Objective:
Put every line of the material into a JSON list of strings, one string per line, skipping any blank lines. Leave the pictures out of your answer.
— begin Supplied information —
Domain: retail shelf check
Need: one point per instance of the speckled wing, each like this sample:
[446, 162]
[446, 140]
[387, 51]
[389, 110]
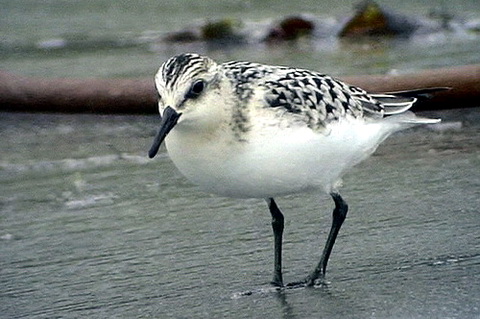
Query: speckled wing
[320, 98]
— end Supplied information —
Result of the exercise:
[
  "Domain: retail shelf check",
  "Need: one point per instance of the speckled wing, each like this sample:",
  "[446, 162]",
  "[446, 140]",
  "[387, 51]",
  "[389, 110]",
  "Query: speckled wing",
  "[320, 98]"
]